- [TASK INSTRUCTIONS]
Count how many lines of the data below contain the word "rock" and reply with that number alone.

------------------------------------------------

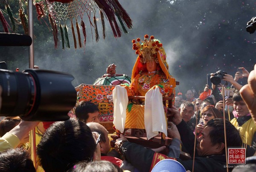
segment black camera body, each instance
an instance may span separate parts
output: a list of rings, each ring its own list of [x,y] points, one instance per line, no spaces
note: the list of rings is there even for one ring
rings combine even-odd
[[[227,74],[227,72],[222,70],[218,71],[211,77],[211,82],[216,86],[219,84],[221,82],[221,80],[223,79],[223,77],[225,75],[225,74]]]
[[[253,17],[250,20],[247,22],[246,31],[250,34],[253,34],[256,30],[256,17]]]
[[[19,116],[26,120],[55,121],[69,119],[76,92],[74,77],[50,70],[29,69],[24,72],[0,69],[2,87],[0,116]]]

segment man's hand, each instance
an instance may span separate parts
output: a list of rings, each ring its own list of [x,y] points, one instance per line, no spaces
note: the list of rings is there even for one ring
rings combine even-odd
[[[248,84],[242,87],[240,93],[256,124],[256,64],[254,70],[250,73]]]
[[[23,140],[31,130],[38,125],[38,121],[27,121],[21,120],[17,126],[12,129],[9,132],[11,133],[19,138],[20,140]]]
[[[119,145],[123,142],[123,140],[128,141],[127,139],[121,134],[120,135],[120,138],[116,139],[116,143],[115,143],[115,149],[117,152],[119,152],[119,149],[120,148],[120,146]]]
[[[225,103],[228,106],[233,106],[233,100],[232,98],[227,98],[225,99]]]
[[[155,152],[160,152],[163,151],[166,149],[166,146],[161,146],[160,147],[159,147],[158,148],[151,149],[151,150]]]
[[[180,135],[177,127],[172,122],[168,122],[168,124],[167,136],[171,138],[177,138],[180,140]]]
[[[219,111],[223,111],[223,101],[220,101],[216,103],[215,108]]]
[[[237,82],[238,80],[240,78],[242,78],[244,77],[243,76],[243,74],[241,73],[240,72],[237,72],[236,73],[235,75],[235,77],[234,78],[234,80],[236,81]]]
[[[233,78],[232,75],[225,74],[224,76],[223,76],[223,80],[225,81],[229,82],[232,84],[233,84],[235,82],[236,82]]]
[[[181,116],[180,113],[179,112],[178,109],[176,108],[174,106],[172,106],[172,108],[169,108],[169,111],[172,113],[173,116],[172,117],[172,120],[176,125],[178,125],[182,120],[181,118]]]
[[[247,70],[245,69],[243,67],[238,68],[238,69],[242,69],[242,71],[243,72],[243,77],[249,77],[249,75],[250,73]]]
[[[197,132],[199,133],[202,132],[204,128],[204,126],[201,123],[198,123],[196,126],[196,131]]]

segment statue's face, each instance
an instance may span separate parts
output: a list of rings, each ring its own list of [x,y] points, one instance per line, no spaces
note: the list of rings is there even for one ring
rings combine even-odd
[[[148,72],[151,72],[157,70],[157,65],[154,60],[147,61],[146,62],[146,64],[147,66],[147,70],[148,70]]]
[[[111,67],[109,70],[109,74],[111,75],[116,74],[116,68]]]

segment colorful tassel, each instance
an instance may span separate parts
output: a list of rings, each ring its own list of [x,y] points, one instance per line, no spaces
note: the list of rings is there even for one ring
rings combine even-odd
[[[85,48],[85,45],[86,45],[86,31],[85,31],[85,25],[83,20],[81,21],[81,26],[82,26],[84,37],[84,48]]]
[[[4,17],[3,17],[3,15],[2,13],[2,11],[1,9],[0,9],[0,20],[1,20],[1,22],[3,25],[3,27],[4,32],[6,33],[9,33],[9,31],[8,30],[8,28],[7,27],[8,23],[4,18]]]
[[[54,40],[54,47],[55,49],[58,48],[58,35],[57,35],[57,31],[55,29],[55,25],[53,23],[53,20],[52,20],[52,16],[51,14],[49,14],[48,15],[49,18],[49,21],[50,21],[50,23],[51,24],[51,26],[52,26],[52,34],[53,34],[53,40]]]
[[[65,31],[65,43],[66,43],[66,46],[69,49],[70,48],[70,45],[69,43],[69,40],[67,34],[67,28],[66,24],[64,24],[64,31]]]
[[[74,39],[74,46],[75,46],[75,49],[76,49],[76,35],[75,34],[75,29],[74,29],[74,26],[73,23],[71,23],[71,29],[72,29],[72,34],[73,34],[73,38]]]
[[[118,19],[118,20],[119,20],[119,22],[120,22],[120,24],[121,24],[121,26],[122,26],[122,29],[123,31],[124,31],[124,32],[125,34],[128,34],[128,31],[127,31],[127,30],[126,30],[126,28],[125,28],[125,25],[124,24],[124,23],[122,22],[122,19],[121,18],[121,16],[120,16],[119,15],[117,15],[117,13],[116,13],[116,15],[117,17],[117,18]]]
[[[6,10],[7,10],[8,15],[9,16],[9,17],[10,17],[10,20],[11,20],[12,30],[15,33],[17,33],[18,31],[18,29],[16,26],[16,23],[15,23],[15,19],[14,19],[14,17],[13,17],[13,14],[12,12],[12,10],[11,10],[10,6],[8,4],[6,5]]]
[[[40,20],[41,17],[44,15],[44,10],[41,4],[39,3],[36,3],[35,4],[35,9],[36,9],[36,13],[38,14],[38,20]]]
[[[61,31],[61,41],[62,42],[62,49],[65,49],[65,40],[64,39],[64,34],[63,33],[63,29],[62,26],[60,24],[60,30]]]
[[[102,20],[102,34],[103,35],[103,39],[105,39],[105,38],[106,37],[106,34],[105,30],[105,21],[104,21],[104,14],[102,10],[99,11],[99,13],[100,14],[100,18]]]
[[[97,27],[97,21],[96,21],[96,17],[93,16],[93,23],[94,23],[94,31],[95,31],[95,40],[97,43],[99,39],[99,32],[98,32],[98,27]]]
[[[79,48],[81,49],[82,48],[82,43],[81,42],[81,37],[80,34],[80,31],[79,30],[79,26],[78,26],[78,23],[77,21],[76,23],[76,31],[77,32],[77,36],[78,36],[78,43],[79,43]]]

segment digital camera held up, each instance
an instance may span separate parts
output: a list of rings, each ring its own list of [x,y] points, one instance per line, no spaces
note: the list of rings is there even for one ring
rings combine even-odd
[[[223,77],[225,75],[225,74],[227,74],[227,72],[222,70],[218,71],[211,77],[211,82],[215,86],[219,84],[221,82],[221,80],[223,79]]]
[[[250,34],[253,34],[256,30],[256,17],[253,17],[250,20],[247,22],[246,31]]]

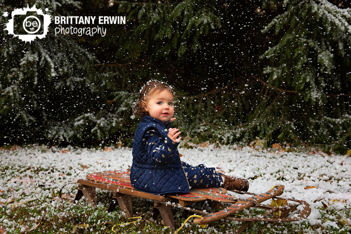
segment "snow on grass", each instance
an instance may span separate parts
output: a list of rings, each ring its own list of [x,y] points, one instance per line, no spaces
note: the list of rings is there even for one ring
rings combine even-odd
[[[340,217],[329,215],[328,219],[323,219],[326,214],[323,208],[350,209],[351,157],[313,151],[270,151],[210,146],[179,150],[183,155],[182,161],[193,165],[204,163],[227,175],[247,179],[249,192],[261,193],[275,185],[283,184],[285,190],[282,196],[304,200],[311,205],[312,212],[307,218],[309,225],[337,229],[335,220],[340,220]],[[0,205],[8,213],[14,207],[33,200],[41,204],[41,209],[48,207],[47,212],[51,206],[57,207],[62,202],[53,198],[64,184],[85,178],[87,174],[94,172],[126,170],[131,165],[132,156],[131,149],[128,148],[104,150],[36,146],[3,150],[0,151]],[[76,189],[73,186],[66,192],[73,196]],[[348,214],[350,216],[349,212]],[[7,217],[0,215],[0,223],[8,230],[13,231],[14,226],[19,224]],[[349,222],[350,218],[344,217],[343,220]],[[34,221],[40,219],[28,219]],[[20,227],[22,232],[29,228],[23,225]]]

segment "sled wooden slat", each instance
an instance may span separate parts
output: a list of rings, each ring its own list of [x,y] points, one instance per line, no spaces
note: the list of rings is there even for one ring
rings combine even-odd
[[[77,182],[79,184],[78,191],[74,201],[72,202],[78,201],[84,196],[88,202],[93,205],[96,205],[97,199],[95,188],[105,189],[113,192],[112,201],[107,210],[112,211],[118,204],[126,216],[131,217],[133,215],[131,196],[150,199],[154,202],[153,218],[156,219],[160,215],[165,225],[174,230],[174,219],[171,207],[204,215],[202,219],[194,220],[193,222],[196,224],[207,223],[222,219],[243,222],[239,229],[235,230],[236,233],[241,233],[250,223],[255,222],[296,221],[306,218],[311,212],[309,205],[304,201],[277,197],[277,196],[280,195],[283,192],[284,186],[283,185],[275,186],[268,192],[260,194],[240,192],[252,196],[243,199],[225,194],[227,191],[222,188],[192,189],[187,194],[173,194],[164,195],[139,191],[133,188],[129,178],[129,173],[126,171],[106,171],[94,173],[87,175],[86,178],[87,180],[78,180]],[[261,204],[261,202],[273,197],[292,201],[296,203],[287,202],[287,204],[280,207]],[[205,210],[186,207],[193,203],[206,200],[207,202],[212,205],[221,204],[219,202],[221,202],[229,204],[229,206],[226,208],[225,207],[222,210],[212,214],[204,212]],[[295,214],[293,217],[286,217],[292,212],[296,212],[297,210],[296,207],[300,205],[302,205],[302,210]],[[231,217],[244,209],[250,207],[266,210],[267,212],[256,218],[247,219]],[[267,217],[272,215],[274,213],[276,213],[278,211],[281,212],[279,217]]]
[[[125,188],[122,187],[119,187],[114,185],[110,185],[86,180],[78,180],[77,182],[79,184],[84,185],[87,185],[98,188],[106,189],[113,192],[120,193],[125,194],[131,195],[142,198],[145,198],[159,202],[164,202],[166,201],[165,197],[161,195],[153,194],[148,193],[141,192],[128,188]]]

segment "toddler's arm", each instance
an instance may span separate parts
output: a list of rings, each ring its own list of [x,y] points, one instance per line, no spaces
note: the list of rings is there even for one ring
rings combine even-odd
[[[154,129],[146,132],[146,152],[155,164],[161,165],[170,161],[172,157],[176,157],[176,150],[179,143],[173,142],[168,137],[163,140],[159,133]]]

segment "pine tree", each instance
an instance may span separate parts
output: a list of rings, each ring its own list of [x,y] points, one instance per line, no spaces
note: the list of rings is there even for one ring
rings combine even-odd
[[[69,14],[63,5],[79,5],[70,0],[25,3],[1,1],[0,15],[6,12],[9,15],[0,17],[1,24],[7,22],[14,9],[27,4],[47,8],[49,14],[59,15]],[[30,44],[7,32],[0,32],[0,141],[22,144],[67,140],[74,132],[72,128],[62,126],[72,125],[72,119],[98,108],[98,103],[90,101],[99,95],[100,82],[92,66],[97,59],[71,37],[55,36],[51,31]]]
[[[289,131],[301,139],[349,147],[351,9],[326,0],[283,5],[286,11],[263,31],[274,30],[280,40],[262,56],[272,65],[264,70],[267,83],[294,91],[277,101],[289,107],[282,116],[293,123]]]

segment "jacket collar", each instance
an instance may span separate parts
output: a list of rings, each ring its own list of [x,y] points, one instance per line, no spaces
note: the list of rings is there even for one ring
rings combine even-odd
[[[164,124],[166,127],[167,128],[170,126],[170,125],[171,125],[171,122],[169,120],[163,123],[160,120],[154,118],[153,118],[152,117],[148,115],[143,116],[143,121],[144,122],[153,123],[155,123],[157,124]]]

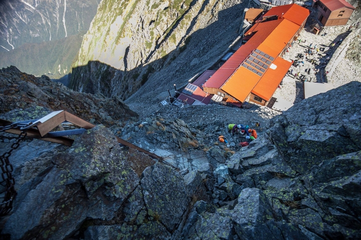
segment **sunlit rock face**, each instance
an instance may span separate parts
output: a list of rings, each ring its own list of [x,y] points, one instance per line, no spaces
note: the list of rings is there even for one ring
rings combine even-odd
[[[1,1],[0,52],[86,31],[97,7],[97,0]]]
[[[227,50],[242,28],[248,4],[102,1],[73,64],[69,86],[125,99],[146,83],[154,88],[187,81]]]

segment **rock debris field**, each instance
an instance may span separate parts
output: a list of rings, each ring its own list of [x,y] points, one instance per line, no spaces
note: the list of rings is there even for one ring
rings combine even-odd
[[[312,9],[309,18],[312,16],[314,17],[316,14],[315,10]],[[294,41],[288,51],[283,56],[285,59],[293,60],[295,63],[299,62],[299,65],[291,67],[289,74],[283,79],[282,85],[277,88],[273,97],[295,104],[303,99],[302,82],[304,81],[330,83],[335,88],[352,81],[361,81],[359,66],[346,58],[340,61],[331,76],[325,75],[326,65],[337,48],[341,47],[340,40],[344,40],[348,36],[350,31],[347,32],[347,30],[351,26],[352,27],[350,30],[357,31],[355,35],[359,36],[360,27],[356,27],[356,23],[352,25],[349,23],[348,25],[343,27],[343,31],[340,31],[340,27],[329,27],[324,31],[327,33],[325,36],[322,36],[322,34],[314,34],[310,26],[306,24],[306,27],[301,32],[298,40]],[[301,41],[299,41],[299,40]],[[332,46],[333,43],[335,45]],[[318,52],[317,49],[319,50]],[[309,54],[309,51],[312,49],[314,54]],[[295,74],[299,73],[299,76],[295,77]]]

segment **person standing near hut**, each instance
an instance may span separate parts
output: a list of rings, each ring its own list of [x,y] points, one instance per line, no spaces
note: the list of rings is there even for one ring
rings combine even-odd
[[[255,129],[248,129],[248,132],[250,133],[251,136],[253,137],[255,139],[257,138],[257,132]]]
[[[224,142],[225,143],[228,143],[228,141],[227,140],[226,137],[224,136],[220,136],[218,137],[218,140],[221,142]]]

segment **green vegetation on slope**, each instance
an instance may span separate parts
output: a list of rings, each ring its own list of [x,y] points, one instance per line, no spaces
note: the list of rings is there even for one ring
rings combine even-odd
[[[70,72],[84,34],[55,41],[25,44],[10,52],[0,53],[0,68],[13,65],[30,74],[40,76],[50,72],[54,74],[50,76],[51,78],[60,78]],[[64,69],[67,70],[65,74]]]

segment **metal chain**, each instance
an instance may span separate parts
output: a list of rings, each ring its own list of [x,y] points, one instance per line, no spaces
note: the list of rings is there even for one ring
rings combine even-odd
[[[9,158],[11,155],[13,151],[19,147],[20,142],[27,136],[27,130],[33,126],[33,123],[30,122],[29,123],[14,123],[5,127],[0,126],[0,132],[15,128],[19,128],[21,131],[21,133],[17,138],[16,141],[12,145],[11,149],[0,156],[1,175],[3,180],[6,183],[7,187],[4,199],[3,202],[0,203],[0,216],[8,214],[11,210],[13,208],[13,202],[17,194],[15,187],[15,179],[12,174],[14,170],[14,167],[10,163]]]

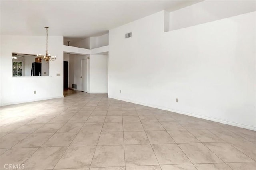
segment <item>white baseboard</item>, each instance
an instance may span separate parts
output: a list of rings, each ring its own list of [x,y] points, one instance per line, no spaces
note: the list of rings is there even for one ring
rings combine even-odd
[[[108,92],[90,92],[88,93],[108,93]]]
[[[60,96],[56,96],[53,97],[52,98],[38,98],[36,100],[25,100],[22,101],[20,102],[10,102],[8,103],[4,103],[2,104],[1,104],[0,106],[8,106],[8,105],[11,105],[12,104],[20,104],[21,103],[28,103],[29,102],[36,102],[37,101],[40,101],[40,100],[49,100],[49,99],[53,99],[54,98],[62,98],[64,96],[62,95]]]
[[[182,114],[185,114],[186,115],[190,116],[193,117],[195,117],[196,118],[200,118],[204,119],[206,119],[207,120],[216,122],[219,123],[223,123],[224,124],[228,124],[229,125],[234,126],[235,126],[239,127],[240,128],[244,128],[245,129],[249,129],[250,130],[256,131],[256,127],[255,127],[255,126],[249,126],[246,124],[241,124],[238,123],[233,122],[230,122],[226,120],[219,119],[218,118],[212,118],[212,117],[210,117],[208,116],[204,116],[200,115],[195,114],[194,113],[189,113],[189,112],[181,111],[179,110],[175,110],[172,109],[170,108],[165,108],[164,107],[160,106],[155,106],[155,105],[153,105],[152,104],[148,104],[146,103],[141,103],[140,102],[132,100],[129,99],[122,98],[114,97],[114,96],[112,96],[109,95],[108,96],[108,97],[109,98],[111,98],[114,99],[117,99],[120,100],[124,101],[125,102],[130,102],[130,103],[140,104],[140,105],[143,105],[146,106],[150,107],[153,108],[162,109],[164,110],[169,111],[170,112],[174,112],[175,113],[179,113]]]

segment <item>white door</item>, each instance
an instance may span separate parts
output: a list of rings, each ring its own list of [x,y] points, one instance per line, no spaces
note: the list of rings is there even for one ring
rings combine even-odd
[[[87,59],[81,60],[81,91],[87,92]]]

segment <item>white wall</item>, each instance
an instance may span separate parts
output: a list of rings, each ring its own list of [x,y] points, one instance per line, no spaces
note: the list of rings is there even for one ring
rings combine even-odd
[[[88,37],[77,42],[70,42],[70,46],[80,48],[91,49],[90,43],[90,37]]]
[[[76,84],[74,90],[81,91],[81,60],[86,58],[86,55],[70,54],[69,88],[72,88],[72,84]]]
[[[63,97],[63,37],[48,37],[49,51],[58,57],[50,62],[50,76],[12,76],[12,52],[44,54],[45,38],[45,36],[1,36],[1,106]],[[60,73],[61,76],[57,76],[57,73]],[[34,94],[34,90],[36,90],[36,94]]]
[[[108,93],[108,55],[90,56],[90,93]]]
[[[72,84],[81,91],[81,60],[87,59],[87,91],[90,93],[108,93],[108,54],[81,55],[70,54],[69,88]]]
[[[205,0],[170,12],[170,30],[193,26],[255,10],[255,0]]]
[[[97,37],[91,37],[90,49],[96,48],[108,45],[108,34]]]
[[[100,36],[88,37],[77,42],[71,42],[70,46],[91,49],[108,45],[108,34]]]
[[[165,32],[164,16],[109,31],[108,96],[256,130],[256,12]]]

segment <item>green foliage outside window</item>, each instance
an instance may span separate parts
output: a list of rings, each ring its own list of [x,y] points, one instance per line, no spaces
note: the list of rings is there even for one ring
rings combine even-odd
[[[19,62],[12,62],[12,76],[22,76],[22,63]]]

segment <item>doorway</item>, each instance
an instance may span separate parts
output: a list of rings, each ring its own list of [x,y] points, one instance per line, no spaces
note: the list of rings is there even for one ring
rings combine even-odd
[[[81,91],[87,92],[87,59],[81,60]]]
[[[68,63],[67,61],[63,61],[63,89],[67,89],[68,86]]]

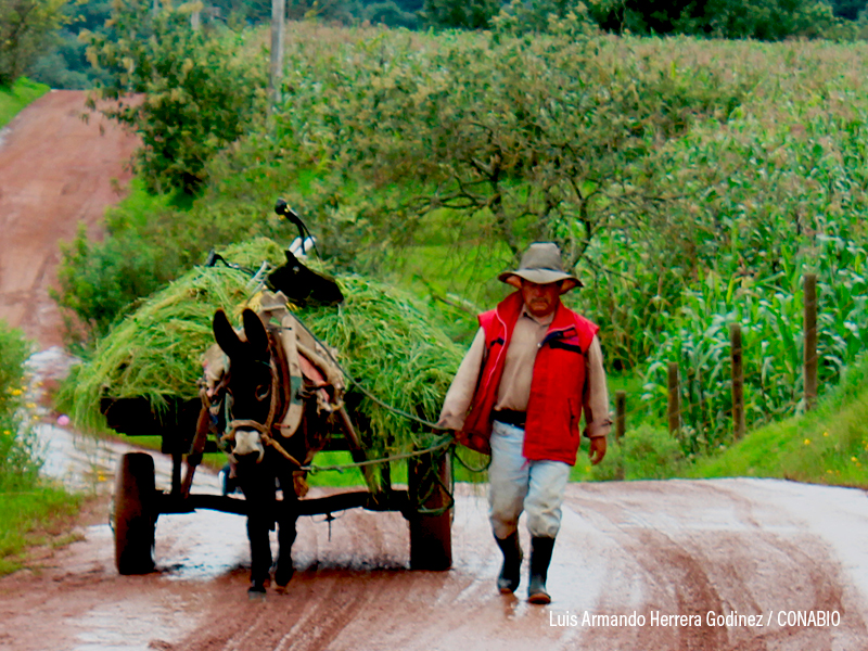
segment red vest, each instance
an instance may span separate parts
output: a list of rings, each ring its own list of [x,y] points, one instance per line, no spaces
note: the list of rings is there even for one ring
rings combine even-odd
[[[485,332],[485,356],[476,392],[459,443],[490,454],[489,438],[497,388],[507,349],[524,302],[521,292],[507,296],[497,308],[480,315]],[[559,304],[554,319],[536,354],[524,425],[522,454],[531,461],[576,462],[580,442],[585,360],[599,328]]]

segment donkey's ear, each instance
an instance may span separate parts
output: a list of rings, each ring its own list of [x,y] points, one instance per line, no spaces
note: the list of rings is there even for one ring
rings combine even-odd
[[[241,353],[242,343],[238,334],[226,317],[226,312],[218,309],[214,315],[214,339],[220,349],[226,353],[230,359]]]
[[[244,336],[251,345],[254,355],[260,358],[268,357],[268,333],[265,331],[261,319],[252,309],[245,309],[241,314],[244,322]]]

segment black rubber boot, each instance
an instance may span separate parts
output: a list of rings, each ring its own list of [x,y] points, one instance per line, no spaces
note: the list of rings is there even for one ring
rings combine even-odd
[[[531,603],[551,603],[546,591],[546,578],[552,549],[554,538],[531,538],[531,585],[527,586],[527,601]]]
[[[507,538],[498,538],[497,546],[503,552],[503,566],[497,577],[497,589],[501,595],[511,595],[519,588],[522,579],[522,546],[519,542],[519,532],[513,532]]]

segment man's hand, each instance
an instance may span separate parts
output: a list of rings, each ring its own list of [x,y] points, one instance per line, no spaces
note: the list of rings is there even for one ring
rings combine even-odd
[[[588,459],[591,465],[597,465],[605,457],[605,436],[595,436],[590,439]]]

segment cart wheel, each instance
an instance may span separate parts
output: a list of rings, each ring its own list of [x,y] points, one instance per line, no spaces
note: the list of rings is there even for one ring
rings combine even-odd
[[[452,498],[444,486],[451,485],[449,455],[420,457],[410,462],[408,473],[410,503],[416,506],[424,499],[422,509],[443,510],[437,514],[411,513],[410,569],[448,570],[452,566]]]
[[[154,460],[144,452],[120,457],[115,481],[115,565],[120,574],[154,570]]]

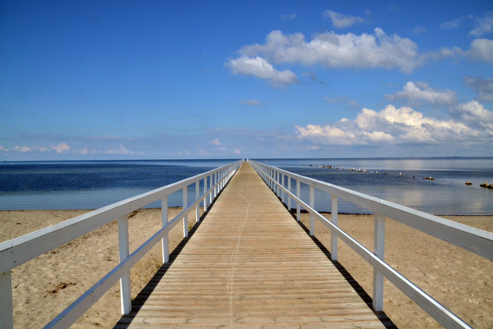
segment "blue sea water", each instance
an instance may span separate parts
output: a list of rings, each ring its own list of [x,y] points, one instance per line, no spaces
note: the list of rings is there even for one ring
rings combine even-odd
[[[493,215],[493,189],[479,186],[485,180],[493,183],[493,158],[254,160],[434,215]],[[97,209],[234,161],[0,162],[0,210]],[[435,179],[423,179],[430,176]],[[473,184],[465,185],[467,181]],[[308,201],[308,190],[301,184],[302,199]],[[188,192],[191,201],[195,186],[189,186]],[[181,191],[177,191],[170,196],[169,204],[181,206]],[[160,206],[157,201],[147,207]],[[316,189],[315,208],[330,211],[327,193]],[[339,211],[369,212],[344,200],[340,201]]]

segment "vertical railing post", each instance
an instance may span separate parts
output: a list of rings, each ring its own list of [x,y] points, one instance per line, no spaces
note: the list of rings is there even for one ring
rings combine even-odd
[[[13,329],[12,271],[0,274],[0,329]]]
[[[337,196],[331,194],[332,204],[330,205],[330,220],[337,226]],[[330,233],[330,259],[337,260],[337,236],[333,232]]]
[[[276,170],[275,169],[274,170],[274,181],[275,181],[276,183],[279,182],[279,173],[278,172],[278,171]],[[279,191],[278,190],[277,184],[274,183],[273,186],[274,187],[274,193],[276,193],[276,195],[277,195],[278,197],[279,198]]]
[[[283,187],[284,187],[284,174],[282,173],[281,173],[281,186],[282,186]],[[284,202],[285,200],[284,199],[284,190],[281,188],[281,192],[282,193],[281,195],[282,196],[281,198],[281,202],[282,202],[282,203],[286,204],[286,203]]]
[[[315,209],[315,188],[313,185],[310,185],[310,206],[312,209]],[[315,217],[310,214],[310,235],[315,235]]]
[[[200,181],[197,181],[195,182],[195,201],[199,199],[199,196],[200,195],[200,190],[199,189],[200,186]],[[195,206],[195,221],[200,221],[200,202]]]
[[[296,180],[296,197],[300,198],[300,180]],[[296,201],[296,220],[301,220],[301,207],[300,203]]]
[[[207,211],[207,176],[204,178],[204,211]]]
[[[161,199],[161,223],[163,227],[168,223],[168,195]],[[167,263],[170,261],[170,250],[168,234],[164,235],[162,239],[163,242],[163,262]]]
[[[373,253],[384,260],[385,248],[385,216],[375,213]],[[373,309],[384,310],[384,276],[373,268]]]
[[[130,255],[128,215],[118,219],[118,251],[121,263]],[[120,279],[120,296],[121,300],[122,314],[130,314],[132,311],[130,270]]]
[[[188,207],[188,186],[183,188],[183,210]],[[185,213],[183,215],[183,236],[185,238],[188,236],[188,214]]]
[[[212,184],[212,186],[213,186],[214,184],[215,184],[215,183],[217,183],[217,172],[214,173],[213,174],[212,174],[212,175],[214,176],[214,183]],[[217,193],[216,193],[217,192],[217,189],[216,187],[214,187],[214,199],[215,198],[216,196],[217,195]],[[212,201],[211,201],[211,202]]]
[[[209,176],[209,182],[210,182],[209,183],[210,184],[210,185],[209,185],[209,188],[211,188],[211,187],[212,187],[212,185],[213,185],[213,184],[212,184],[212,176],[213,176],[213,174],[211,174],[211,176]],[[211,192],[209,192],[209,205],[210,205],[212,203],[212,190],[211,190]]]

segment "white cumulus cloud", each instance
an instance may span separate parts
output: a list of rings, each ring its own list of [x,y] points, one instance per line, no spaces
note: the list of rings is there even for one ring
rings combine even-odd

------------------------------------------------

- [EXERCISE RESPONSE]
2